• WHAT YOU SHOULD DO
How many lines in the records below contain the word "balcony"? Reply with the number alone.

***** EXTRACTED INFORMATION *****

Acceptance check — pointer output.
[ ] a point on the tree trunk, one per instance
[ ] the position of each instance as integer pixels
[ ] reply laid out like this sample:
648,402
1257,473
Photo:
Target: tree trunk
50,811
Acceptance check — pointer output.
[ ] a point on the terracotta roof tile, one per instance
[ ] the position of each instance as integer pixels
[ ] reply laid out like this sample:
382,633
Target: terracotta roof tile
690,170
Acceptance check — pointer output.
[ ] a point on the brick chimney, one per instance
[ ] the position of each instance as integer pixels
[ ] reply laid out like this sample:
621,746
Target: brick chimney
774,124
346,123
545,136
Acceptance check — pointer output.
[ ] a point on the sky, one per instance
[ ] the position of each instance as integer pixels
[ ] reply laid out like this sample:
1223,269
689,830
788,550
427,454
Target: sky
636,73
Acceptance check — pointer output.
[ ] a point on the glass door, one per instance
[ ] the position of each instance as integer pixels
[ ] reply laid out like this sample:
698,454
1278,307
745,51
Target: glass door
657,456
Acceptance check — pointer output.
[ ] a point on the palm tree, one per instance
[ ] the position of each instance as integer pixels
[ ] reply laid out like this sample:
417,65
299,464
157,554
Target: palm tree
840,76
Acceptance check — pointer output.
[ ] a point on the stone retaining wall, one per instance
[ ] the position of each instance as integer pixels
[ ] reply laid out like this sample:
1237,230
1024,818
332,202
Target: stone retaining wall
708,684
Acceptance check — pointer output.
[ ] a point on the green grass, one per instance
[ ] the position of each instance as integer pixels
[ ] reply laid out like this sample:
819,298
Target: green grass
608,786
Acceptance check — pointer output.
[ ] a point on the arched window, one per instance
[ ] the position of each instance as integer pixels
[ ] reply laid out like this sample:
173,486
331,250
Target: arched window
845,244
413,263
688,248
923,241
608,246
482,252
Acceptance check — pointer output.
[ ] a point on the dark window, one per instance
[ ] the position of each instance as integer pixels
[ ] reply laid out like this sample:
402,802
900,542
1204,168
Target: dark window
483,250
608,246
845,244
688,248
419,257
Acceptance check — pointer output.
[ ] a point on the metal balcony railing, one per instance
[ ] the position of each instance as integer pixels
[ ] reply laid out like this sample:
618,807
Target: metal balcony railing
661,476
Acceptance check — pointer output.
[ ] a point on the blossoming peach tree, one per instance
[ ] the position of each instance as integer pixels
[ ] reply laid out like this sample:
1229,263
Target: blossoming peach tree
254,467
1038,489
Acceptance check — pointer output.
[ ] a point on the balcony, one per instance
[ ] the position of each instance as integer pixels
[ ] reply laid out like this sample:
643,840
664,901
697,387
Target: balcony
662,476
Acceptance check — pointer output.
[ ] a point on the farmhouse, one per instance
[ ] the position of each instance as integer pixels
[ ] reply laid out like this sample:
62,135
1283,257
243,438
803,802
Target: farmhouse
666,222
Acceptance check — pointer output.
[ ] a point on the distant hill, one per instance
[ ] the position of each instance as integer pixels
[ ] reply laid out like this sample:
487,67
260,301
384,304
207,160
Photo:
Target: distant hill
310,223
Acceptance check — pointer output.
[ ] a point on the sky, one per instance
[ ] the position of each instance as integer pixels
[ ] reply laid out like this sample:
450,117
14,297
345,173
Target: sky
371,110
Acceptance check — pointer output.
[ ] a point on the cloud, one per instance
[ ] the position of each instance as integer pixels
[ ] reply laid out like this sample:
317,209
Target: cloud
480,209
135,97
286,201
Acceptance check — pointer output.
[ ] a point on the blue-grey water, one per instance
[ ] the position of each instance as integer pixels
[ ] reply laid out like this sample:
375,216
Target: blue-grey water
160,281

*****

• EXPECTED ANSWER
4